> Task instructions: Reproduce word for word the entries below, starting at the line that contains "Would you mind annotating the word for" and ending with the final line of the entries.
══ Entries supplied ══
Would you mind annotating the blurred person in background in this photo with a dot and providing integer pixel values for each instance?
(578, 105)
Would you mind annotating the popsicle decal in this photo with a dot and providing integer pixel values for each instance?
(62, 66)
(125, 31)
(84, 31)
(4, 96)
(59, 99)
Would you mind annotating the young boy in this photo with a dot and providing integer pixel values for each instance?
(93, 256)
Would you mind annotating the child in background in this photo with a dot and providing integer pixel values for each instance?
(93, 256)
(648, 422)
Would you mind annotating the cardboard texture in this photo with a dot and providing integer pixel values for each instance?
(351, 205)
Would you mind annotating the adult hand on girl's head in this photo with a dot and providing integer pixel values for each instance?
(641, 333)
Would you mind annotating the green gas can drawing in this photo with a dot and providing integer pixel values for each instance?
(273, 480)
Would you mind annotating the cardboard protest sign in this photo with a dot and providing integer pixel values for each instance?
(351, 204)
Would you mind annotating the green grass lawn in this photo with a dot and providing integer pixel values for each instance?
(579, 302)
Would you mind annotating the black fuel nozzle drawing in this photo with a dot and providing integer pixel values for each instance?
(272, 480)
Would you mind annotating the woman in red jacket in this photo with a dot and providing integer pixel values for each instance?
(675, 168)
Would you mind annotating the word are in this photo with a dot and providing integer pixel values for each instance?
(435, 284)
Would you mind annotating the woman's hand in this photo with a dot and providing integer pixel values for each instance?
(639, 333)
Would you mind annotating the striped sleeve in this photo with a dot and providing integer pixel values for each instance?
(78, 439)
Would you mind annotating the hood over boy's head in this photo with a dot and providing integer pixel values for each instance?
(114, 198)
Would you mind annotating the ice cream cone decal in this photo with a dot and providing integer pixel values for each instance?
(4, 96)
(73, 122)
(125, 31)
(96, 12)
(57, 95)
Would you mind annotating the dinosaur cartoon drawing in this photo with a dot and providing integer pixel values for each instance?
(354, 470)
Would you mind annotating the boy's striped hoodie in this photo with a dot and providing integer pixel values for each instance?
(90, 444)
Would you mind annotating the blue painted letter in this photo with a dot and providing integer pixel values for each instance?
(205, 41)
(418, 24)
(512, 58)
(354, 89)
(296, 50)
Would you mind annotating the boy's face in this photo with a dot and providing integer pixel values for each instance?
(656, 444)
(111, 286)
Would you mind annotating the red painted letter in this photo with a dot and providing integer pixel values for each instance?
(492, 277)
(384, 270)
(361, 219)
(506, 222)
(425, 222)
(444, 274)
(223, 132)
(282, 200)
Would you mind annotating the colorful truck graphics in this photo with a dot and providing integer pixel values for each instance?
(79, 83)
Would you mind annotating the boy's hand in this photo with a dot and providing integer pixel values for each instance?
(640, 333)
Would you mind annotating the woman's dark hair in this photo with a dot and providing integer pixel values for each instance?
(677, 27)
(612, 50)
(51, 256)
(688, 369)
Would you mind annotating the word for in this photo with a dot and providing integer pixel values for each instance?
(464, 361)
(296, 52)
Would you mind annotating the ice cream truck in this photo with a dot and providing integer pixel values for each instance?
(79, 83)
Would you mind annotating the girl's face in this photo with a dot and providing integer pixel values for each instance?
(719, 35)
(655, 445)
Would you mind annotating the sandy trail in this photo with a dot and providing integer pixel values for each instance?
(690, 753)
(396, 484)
═══
> The response:
Would you mind annotating the word for in this photo with a dot and providing integer pixel values for each instance?
(464, 361)
(296, 52)
Would you mind annotating the ice cream truck in this photo with a dot and providing integer pixel values for each instance?
(79, 83)
Would you mind annotating the girl's face in this photo with a dot and providing integer pixel values for each instance?
(719, 35)
(655, 445)
Would you mind annotating the sandy trail in this photo with a dot and providing integer pixel values for each instance?
(690, 753)
(396, 484)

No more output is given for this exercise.